### EXTRACTED RECORDS

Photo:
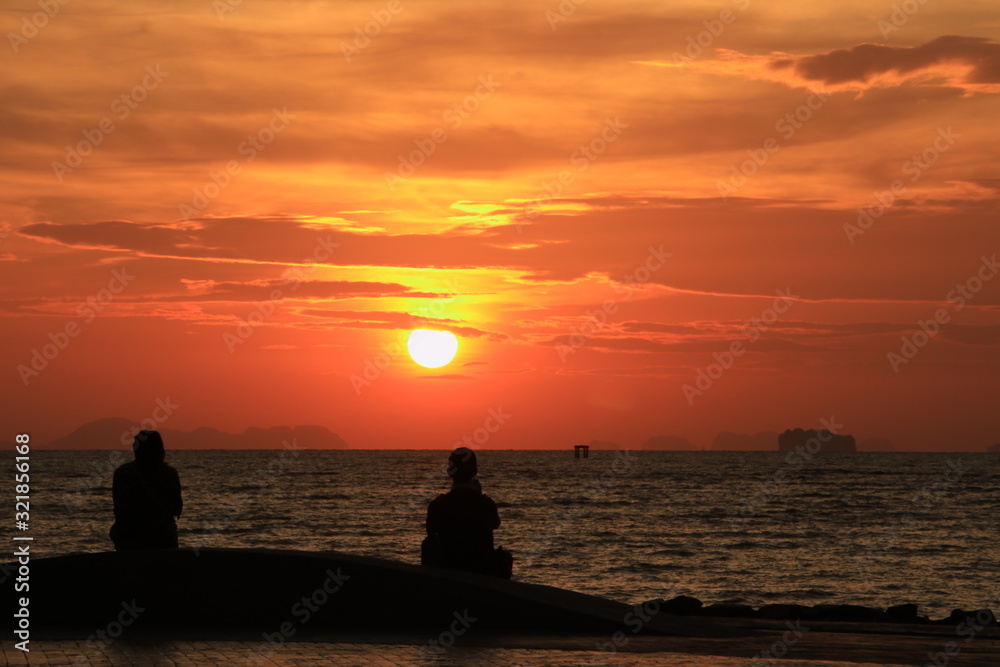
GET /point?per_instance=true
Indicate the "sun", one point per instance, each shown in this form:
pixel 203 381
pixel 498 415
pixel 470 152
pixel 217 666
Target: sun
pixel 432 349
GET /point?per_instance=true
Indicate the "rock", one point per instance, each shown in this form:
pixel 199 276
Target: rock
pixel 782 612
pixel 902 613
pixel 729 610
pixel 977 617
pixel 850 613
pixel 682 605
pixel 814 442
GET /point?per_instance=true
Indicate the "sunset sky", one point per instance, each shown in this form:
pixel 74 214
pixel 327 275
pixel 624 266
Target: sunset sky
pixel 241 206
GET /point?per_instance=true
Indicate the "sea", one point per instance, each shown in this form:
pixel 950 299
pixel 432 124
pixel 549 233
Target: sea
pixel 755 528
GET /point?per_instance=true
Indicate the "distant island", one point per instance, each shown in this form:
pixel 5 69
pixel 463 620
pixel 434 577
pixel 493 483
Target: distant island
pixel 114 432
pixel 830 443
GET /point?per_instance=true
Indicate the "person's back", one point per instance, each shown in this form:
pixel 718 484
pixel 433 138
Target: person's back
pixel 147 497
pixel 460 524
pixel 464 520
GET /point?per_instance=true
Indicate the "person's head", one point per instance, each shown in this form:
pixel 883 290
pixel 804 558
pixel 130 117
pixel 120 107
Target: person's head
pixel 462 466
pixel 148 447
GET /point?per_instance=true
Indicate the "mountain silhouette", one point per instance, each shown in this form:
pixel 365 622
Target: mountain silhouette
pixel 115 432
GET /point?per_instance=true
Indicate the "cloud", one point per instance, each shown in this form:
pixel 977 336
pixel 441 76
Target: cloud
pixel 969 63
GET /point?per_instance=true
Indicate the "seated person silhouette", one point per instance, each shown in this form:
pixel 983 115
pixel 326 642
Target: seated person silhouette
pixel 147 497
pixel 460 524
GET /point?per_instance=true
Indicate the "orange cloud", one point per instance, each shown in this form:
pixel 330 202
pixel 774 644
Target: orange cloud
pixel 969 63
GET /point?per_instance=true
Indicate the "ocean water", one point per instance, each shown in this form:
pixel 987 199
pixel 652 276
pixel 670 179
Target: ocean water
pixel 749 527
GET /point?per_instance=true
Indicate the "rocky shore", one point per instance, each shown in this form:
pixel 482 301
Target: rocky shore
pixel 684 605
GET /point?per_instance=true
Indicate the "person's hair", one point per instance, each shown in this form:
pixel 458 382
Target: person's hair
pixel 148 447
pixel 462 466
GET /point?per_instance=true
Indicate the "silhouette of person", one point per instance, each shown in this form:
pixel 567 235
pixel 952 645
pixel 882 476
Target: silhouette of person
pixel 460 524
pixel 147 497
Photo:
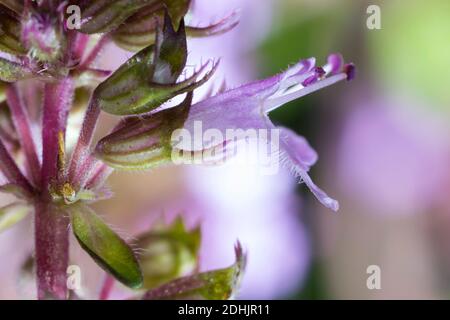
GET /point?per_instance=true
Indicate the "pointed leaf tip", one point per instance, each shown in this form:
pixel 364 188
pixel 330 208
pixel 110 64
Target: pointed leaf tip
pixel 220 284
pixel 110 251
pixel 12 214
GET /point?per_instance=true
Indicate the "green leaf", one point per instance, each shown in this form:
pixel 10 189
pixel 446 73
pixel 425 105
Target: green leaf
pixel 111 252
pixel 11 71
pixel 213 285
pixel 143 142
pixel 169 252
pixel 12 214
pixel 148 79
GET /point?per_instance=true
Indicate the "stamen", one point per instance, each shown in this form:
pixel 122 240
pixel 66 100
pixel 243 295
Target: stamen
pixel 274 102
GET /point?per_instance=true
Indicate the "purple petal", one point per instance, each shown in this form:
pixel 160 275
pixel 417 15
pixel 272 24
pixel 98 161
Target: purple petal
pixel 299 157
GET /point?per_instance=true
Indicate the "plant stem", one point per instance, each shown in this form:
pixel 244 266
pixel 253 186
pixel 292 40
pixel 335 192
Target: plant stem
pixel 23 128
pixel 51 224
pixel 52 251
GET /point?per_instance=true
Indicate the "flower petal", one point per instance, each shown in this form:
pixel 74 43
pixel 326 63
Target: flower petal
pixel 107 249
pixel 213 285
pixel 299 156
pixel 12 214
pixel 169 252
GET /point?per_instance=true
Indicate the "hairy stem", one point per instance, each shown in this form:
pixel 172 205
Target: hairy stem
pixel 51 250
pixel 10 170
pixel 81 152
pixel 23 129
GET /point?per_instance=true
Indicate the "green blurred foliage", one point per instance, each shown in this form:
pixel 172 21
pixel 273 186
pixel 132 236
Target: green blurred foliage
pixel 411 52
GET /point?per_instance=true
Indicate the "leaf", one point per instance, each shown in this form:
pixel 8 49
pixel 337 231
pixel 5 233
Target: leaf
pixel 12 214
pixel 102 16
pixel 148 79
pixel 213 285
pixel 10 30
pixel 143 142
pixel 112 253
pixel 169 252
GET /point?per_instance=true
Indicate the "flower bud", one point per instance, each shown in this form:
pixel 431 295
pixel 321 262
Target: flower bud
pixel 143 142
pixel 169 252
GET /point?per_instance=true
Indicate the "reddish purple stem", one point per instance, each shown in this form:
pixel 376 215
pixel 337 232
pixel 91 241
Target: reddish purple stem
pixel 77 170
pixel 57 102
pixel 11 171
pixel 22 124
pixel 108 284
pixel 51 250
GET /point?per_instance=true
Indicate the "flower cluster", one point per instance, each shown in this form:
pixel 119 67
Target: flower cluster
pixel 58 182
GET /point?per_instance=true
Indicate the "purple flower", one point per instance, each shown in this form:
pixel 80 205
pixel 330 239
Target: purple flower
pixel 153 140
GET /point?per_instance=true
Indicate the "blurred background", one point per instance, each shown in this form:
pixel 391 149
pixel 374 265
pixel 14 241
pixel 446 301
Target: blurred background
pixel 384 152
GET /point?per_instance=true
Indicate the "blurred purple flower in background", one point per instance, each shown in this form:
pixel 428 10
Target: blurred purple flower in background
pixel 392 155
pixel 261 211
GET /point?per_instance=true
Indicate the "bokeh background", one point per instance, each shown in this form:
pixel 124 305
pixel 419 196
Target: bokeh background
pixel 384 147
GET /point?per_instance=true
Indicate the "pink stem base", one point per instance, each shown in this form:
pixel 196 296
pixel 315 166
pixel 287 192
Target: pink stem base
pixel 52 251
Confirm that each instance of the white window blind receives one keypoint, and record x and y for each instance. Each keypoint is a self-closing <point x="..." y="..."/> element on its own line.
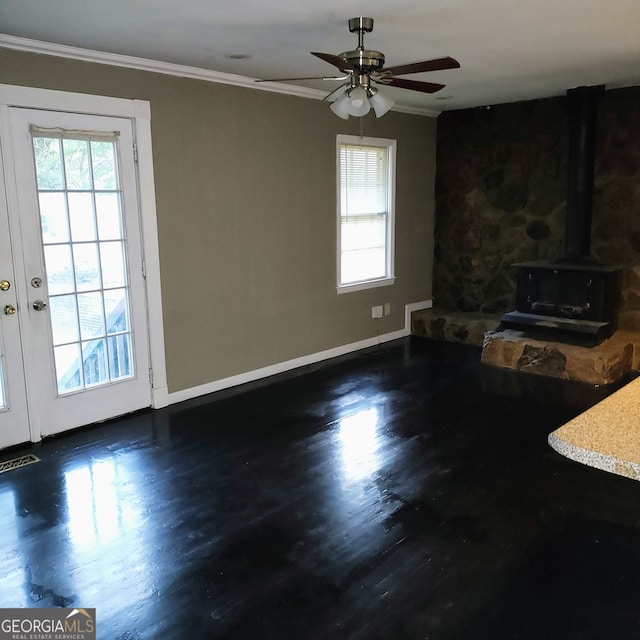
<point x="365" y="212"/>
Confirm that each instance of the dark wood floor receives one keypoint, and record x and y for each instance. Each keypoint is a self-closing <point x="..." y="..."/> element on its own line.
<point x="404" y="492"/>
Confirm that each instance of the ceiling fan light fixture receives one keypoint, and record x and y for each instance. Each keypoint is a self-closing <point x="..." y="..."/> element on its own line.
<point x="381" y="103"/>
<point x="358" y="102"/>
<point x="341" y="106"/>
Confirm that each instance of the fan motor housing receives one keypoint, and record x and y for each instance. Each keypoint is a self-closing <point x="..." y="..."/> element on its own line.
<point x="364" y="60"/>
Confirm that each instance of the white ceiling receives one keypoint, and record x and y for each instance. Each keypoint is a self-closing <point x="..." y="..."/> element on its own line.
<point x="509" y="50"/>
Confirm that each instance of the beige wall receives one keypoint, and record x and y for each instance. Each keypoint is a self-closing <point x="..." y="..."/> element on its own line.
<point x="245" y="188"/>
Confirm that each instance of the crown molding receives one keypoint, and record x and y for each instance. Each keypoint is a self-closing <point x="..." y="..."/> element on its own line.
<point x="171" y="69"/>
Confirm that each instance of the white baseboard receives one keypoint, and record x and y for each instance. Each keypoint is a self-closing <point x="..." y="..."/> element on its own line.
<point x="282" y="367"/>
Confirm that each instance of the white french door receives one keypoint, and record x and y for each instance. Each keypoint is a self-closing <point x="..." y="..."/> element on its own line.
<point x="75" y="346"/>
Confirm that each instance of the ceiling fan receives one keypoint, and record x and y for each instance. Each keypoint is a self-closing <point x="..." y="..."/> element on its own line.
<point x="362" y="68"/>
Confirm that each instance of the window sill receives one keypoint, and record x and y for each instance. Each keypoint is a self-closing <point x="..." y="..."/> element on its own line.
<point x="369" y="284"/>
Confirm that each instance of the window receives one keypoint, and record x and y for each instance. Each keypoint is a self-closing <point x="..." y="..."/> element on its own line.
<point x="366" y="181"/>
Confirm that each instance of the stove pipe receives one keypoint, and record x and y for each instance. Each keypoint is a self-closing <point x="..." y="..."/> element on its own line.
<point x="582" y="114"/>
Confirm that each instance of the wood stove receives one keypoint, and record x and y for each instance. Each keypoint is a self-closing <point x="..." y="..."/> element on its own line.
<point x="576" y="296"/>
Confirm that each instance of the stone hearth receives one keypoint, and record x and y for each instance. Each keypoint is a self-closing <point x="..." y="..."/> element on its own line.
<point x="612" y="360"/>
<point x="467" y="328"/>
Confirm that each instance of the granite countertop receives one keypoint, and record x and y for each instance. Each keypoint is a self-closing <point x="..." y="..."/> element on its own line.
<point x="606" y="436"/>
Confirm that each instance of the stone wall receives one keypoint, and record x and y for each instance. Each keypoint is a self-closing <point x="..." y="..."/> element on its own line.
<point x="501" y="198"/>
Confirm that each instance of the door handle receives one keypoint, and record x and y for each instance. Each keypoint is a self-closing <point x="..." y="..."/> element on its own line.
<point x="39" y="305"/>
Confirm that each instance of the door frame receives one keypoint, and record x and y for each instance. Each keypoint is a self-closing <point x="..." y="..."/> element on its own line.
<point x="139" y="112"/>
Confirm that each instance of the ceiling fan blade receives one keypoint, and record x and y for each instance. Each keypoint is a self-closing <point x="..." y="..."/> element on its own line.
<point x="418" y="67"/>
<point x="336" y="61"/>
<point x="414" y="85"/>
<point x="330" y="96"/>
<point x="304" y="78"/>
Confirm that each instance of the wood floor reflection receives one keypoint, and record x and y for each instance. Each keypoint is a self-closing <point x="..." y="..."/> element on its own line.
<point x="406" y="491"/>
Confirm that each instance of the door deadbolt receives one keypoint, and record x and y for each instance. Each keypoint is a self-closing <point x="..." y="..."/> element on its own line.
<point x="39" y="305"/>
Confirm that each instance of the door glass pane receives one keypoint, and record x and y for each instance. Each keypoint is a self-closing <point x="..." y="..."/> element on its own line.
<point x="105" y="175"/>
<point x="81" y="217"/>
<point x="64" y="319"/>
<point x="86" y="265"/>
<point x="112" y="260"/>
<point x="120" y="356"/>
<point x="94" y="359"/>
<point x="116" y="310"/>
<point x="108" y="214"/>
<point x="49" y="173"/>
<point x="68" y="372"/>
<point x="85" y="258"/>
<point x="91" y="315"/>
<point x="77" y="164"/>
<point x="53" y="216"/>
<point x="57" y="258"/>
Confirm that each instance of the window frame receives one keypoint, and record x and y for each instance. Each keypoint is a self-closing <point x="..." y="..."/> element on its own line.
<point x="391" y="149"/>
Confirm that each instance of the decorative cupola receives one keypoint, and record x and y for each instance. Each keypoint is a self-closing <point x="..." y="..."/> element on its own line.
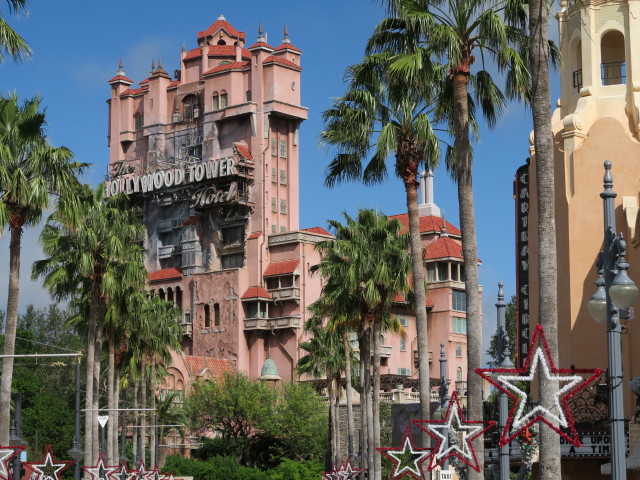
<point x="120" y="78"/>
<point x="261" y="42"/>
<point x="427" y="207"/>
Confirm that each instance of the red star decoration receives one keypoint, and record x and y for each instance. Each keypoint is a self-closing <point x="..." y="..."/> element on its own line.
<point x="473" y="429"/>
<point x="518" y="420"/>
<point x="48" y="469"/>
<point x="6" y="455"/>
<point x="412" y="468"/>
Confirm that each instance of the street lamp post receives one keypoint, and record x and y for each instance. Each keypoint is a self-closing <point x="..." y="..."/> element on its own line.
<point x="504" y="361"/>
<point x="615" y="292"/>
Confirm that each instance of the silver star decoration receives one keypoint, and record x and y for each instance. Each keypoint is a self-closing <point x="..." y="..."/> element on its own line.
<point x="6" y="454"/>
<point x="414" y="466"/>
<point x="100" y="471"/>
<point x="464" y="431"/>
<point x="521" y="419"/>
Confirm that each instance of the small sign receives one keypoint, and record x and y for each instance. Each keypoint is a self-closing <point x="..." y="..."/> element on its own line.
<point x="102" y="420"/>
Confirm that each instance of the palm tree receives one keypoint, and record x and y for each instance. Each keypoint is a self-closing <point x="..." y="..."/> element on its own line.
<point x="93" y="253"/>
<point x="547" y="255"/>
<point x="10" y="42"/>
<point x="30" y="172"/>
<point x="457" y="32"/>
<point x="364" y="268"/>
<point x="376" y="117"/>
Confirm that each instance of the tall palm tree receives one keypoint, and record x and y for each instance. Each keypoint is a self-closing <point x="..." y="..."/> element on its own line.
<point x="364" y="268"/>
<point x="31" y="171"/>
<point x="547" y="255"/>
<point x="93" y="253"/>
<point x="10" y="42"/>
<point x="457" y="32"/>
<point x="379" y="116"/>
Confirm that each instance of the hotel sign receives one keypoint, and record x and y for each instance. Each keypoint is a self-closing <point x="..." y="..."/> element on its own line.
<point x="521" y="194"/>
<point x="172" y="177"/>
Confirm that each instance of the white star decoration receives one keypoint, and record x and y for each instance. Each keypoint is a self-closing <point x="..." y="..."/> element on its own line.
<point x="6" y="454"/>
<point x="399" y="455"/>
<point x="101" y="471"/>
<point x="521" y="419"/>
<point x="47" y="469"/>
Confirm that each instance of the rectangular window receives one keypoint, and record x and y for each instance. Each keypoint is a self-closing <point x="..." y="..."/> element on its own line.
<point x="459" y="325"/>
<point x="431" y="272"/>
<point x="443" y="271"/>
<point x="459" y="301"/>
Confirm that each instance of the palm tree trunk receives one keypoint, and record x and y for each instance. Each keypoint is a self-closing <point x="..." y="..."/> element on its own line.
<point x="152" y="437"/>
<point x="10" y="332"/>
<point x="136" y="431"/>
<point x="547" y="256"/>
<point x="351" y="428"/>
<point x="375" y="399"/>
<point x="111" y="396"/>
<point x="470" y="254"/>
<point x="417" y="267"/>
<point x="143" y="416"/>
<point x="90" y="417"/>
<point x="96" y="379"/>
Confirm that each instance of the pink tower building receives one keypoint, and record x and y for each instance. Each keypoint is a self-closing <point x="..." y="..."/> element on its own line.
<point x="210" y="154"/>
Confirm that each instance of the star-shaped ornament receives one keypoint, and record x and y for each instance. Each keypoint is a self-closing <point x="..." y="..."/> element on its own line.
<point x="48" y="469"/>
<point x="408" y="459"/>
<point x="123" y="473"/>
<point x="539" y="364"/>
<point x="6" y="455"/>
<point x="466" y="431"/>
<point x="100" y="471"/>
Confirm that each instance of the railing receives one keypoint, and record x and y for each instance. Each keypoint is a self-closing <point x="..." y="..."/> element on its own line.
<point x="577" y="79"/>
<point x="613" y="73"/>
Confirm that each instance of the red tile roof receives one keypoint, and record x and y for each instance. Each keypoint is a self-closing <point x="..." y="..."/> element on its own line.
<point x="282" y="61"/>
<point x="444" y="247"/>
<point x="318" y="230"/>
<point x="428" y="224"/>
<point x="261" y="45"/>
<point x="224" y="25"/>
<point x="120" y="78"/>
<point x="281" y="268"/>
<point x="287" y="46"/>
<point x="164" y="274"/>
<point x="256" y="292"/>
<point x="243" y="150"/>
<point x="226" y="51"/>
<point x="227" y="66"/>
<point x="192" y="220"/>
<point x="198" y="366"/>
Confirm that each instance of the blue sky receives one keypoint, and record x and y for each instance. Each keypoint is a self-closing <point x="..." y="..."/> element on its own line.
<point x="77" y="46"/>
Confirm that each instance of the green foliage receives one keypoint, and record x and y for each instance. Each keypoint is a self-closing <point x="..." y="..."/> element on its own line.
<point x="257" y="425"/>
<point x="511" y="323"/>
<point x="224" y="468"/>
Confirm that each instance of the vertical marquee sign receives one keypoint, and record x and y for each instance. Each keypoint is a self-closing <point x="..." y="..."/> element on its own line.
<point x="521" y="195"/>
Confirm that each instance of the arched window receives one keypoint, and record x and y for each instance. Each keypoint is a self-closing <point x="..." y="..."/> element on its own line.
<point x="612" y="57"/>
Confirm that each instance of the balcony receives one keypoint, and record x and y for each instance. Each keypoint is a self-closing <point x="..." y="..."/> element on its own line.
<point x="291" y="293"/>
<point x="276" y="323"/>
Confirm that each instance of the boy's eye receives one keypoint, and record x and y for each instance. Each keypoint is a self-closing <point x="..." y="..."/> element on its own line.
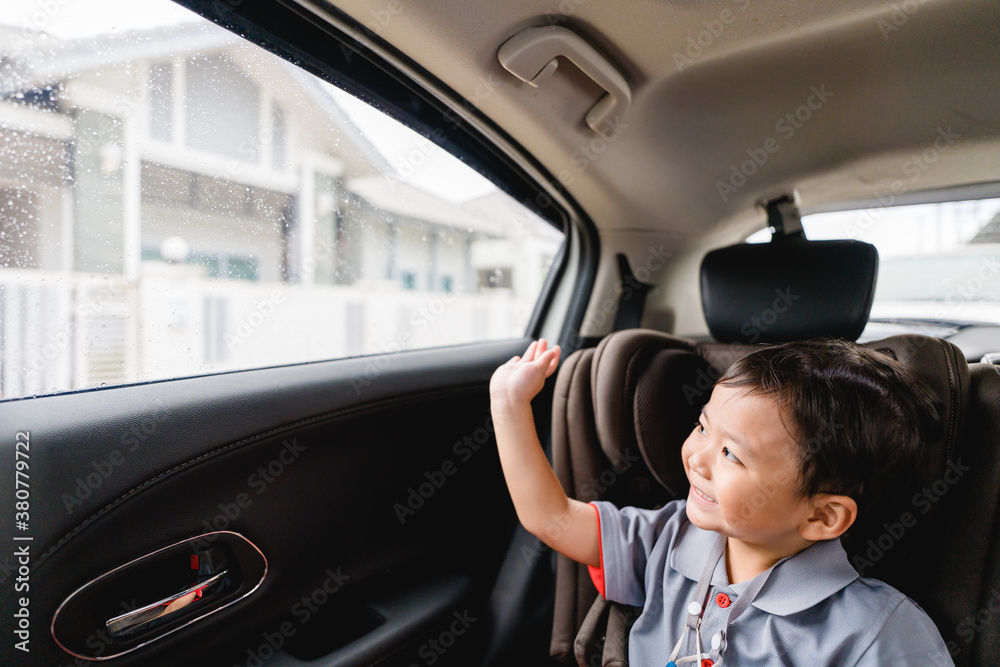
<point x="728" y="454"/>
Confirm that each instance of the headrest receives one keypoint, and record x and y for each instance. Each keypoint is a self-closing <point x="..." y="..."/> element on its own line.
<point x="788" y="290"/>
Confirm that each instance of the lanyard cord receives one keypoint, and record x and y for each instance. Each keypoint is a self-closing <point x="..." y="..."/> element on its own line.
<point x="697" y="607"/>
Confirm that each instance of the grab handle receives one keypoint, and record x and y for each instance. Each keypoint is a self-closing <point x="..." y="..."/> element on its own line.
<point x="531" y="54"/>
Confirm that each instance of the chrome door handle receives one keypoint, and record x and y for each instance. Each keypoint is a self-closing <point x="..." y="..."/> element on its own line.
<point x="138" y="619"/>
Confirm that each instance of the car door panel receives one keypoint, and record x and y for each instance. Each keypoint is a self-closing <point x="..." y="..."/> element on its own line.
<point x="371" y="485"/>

### YOUR INSTRUCTIONS
Starting at the top of the listing above, reproduce each line up to and including the one with "pixel 199 276"; omit the pictures.

### SOLUTION TO THE EXERCISE
Photo:
GET /point?per_instance=true
Indicate the "sun", one point per instance, each shown in this form:
pixel 203 381
pixel 498 415
pixel 470 152
pixel 217 666
Target: sun
pixel 432 349
GET /point?per_instance=true
Indicate the "rock", one point per instance, each shown in this form:
pixel 199 276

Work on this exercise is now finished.